Set exercise
Render the rows from the line with "Please indicate the tree" through the end of the rows as a two-column CSV. Put each row's text under instruction and its answer under points, one line per row, with each field quoted and any line breaks turned into spaces.

Stored data
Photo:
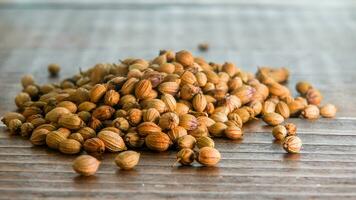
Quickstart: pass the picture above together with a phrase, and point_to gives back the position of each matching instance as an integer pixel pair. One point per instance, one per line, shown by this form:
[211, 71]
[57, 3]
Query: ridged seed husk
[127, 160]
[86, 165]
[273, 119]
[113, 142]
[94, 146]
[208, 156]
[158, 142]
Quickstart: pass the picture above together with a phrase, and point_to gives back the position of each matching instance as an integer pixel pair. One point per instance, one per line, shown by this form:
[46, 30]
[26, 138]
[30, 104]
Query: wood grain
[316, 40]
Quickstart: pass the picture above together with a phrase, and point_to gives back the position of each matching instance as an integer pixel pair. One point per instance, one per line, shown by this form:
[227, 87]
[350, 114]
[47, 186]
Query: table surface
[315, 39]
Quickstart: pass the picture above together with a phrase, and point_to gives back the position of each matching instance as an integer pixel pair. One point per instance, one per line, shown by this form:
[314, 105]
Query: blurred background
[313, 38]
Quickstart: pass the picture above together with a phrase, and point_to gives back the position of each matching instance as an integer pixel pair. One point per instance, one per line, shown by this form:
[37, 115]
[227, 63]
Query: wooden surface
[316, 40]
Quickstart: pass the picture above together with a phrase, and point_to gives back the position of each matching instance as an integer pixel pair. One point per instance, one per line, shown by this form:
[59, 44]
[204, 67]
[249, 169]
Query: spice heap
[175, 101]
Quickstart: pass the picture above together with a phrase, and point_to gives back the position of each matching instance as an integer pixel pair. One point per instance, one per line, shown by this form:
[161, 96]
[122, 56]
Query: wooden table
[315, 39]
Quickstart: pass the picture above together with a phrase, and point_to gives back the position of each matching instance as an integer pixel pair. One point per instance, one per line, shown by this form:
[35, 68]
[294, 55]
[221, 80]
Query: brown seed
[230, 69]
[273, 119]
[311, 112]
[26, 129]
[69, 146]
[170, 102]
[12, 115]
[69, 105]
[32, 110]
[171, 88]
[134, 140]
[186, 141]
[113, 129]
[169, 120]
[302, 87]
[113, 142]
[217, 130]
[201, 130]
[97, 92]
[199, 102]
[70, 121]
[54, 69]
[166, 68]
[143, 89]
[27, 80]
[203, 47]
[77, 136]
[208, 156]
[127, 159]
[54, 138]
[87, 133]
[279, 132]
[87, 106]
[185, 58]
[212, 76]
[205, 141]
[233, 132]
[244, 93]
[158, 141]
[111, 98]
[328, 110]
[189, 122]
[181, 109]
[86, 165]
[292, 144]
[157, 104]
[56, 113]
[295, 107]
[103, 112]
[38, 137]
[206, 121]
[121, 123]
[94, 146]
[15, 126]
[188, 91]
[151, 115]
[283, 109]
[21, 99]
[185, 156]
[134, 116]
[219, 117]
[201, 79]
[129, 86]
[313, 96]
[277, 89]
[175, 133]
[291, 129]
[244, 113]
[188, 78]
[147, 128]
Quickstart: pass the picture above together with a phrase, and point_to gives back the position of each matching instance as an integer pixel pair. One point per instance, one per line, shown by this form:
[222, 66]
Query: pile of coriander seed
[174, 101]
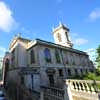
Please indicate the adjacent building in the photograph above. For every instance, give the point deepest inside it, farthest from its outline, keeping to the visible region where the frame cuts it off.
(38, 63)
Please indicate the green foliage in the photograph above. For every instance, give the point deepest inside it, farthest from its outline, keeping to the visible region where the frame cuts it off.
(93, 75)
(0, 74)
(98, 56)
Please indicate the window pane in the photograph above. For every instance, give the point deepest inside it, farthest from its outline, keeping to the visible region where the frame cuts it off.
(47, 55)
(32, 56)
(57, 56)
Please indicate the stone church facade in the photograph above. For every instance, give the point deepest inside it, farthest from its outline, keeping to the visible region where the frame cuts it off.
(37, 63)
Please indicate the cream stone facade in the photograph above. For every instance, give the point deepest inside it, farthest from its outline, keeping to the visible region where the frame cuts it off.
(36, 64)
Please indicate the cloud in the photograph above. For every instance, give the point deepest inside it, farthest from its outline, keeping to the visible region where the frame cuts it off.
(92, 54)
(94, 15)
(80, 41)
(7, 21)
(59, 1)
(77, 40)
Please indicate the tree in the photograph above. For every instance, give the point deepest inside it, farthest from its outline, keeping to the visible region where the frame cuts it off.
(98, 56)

Full output
instruction,points
"Please indicate the tree in the photograph above. For every instance, give the point deepest inside it, farthest from its outline, keeping to the visible region where the frame cuts it off.","(98, 56)"